• _PROBLEM STATEMENT_
Take the lines from the one containing "Drop one point" through the final line below and restate them exactly. Omit the pictures.

________

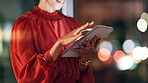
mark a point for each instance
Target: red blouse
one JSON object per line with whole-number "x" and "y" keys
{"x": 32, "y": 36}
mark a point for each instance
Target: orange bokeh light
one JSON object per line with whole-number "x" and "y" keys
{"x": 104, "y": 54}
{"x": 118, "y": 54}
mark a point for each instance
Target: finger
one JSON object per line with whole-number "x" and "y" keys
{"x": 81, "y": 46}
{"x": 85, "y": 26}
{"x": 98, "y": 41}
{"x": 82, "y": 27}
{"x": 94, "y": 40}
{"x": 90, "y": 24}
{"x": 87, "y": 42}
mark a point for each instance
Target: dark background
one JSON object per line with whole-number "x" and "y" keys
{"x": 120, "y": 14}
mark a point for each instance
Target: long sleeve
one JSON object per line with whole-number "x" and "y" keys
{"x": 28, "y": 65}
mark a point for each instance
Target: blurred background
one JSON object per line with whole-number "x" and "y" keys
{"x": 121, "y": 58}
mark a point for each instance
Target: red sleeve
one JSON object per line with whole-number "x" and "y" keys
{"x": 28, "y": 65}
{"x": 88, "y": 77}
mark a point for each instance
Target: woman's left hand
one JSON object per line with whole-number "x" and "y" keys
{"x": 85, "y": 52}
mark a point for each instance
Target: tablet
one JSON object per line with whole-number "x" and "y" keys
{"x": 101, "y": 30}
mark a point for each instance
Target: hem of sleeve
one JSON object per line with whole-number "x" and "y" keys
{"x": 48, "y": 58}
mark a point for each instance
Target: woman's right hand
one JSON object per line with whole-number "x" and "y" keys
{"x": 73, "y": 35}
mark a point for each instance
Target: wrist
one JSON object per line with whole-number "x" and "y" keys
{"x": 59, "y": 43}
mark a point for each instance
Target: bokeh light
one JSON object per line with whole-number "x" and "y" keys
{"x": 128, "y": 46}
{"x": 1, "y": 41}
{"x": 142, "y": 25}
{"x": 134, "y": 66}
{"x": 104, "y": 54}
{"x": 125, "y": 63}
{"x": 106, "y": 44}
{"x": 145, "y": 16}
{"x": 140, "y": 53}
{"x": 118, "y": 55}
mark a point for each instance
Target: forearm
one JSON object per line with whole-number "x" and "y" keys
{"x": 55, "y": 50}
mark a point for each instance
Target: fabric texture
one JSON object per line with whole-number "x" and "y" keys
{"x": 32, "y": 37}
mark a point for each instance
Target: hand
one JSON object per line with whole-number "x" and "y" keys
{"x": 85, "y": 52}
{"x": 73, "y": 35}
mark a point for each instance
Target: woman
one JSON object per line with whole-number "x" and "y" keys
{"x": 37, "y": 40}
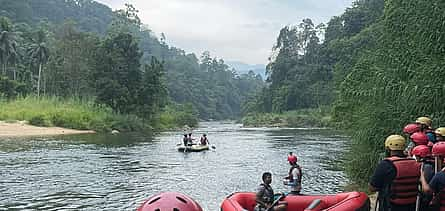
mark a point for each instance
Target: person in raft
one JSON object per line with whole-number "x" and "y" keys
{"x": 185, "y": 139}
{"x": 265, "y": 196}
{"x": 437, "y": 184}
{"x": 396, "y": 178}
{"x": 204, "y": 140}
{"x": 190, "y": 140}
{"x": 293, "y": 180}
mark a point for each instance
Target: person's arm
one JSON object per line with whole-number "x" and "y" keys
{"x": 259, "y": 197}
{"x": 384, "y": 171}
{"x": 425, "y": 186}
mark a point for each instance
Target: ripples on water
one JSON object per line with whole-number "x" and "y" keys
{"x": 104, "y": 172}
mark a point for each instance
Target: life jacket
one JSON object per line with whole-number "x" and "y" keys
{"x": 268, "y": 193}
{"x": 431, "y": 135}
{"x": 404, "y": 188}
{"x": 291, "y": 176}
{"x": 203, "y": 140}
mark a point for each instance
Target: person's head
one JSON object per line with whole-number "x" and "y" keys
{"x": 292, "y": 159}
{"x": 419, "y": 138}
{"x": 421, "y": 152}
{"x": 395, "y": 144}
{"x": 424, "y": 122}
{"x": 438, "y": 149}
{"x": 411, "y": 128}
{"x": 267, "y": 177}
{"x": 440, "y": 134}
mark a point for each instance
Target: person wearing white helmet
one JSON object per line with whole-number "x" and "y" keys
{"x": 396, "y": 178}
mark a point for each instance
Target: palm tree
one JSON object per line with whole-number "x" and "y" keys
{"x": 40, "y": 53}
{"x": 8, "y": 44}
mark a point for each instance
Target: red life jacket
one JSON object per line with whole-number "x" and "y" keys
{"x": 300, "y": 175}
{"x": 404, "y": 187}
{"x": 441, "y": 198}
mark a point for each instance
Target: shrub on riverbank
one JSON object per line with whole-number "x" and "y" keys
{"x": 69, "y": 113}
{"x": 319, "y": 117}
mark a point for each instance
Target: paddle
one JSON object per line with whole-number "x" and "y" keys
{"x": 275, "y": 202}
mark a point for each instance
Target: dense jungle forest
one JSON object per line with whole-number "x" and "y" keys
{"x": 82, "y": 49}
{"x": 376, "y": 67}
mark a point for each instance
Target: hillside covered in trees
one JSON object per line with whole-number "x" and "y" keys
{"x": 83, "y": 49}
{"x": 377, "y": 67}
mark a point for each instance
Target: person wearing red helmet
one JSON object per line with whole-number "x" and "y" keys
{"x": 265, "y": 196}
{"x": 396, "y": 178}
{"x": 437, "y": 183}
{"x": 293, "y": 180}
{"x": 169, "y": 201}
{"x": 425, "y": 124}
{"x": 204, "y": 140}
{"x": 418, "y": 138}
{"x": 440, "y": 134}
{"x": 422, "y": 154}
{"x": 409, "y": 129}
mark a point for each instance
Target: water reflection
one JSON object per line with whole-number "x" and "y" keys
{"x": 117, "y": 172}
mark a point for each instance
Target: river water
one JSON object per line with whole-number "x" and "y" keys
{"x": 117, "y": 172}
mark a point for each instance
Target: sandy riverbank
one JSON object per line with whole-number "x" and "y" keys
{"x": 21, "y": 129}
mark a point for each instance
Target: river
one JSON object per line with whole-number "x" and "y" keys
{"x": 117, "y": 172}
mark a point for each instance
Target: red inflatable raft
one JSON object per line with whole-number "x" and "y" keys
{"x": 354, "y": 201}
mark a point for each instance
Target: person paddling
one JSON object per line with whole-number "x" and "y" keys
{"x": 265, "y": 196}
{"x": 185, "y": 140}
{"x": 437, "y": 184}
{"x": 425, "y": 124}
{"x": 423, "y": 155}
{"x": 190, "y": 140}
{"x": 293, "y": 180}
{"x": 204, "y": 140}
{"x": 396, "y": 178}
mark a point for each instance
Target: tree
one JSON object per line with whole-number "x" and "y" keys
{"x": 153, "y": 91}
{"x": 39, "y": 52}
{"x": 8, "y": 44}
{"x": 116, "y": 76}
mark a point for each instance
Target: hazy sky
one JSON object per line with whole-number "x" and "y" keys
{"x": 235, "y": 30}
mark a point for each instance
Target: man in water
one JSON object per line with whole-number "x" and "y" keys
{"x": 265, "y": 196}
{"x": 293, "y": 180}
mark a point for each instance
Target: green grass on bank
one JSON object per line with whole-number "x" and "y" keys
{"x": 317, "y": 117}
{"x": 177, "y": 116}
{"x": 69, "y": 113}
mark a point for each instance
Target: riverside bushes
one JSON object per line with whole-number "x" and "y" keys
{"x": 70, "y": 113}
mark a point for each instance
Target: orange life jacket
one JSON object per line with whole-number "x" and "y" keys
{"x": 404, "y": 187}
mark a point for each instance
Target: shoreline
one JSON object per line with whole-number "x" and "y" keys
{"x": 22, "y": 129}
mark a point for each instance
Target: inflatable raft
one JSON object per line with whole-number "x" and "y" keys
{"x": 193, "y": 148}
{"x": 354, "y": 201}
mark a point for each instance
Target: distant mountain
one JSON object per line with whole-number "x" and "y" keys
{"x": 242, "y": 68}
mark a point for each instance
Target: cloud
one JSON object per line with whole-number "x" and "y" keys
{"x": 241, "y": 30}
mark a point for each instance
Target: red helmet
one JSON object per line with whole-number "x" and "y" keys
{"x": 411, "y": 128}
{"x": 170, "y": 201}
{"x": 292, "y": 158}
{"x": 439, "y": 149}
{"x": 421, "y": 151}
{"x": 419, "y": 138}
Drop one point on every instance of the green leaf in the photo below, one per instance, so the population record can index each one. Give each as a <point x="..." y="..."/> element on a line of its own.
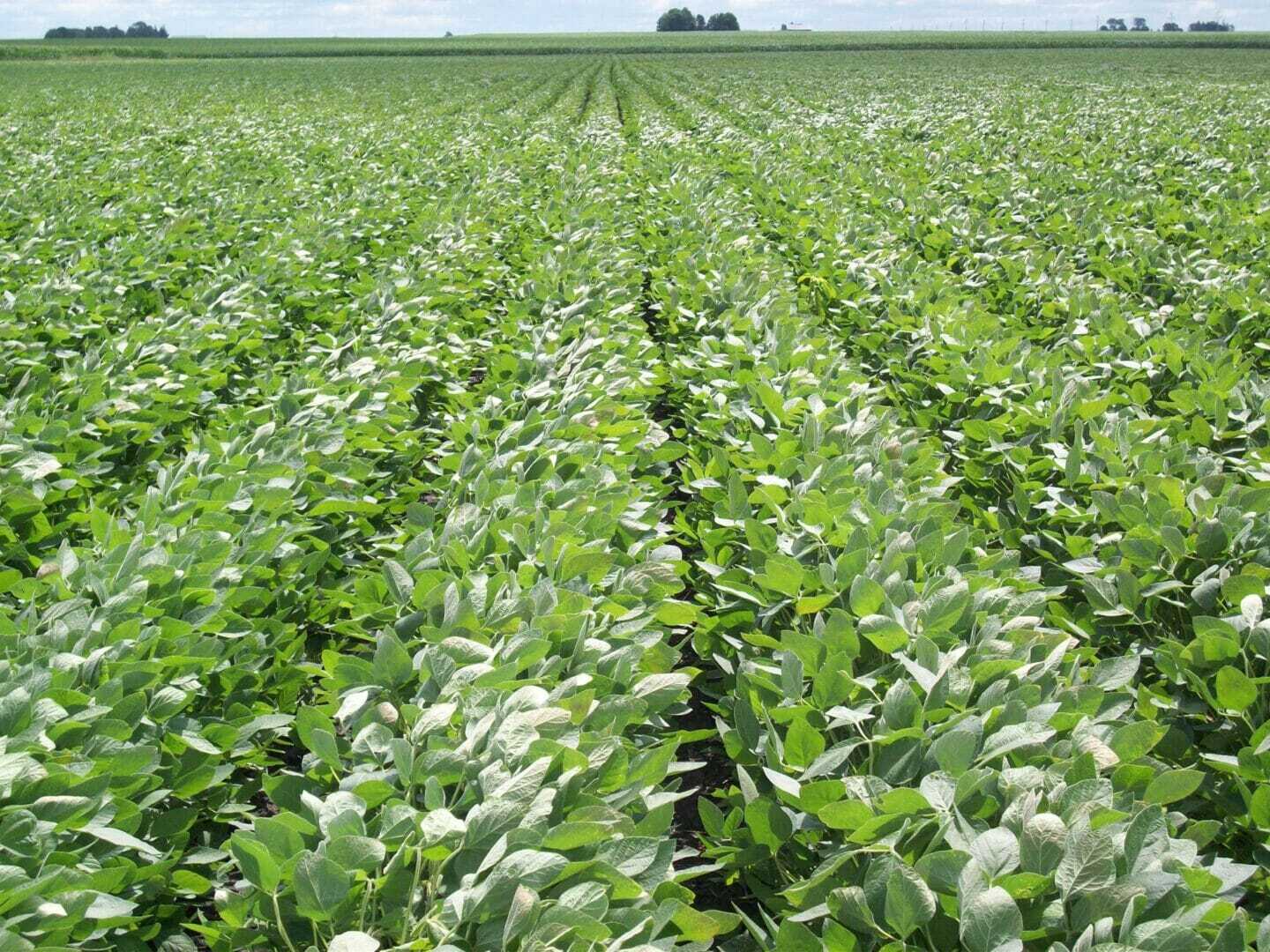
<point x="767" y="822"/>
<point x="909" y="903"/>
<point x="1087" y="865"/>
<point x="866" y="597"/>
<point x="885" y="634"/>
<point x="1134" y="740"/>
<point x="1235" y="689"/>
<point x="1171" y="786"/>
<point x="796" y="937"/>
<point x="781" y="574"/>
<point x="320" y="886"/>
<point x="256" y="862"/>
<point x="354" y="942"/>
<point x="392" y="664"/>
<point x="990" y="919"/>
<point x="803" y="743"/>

________

• _RESULT OF THIS TASK_
Drop one point on every instance of the green leaf in the photo below, one per instance, so the population record can index each one. Give each as a <point x="..." y="..."/> element on a line of its own.
<point x="767" y="822"/>
<point x="909" y="903"/>
<point x="1087" y="865"/>
<point x="866" y="597"/>
<point x="885" y="634"/>
<point x="1134" y="740"/>
<point x="1235" y="689"/>
<point x="1171" y="786"/>
<point x="796" y="937"/>
<point x="781" y="574"/>
<point x="320" y="886"/>
<point x="256" y="862"/>
<point x="354" y="942"/>
<point x="392" y="664"/>
<point x="990" y="919"/>
<point x="803" y="743"/>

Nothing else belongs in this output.